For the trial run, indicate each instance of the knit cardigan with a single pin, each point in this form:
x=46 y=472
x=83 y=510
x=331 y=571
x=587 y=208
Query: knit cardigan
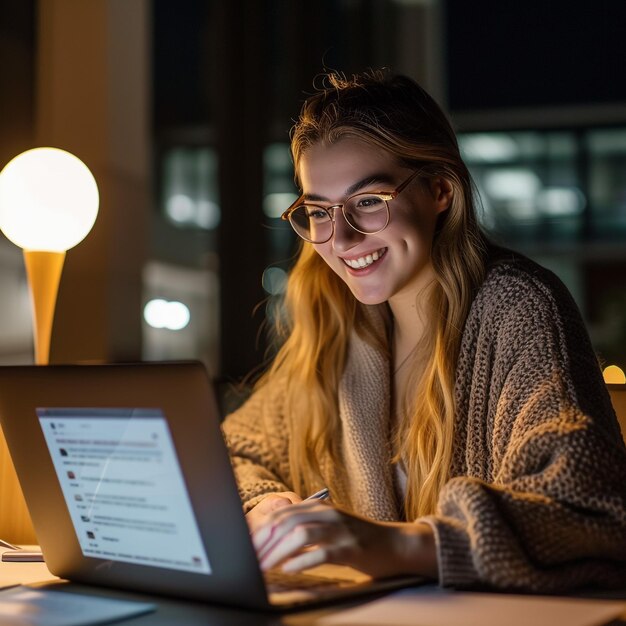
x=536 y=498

•••

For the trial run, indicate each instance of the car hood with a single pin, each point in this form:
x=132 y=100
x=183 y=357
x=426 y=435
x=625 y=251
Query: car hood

•••

● Exercise
Copy out every line of the data that includes "this".

● Response below
For the trial run, indicate each instance of the knit cardigan with a single pin, each point in this form:
For the trial run, indicate each instance of the car hood with a single pin, each point in this form:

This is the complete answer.